Write the next part of the passage below on the suit to construe the seventh paragraph of Sabato De Leo's will, starting after its final sentence.

_PAGE EXCERPT_.
--*--
On suit for construction of will.
Plaintiffs, as executors of the will of Sabato De Leo, deceased, bring this suit for the construction of the seventh paragraph of decedent's will, which reads as follows:
"SEVENTH: In event I shall not be married at the time of my decease, and shall not be residing with a wife legally married to me at the time of my decease, I then order and direct my executors hereinafter named to convert the residue of my estate to money, as soon after my decease as may be convenient, and upon such conversion being had, I direct my executors hereinafter named to divide the same equally, in equal shares, share and share alike, among the then living children of my deceased brother, Dominick De Leo and my sister, Carmella De Leo."
--*--
_SUPPLIED INFORMATION_.

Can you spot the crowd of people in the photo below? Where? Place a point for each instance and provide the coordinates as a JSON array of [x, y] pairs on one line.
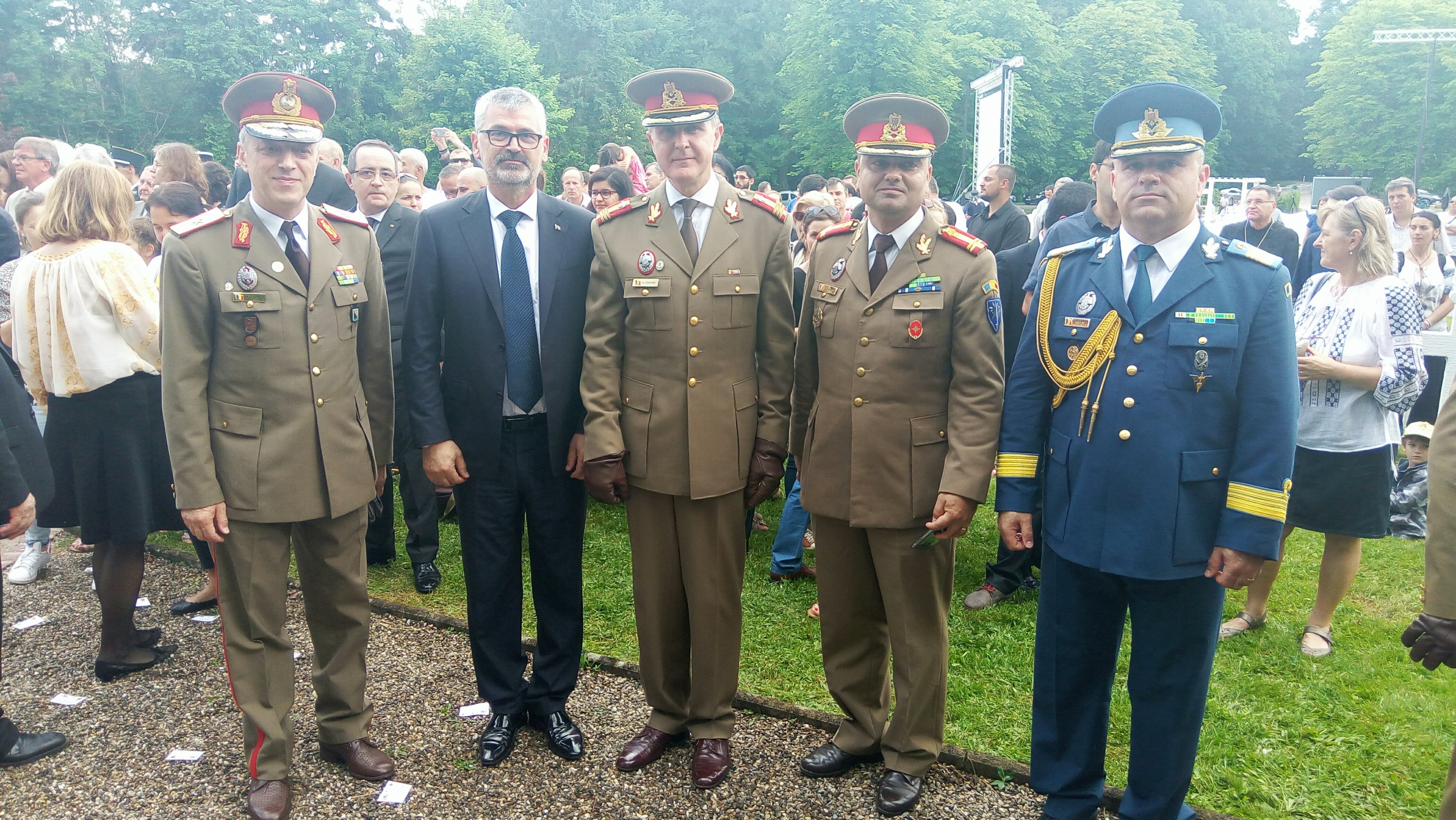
[[679, 337]]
--*--
_RESPONSE TO THE EXERCISE_.
By admissions contained in the pleadings, written stipulations duly filed, and in the pretrial order, the following undisputed facts have been made to appear:
Sabato De Leo died a resident of the Borough of Raritan, Somerset County, N.J., June 12, 1950, leaving a last will and testament, dated April 4, 1950, duly admitted to probate by the Surrogate of Somerset County on June 26, 1950. Testator left him surviving neither a wife nor children nor other lineal descendants, but a sister, Carmella De Leo Maffee, named in the will as Carmella De Leo, and five living children of his deceased brother, Dominick De Leo, namely, the defendants Minnie De Leo, Margaret Denis, Antoinette Eden, Fannie Howarth, and Louis De Leo. Testator's sister, Carmella De Leo Maffee, was, at the time of testator's death, the mother of nine children, none of which children are named as defendants in this suit, testator's sister, Carmella,
and all her children being resident in Italy. All the defendants are of age.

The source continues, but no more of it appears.